**Given task**
Could you print, character for character, every line from the one containing "compact form (246,133)." through the final line, with both ends included?
## start Information provided
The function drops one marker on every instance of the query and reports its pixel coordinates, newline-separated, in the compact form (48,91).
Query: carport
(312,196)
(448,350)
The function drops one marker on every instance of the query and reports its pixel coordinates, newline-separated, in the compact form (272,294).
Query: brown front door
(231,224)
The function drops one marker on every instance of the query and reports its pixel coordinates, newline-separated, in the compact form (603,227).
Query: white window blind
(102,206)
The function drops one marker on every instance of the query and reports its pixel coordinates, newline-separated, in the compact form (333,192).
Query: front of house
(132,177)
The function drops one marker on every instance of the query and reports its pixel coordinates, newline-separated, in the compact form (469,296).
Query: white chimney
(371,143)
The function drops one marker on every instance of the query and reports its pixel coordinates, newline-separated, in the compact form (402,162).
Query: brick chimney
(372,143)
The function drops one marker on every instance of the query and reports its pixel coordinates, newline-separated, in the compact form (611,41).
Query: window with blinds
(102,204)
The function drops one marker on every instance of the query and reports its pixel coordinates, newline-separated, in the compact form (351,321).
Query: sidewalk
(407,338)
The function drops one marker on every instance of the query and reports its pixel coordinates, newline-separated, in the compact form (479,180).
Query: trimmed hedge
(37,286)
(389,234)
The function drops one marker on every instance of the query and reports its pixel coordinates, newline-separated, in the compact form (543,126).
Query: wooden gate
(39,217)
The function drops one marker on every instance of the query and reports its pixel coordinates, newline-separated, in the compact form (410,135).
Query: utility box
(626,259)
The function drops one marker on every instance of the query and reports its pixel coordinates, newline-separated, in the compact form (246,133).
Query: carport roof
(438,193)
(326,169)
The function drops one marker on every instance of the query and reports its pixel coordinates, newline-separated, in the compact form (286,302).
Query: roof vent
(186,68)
## end Information provided
**Exercise solution**
The function drops one marker on every instance of the query and reports its pixel coordinates, newline-separated, in the compact form (246,133).
Query: carport roof
(438,193)
(326,169)
The function drops one marker on every instance of the query and reports its pixel coordinates, newline-separated, in the compact form (286,302).
Query: roof vent
(186,68)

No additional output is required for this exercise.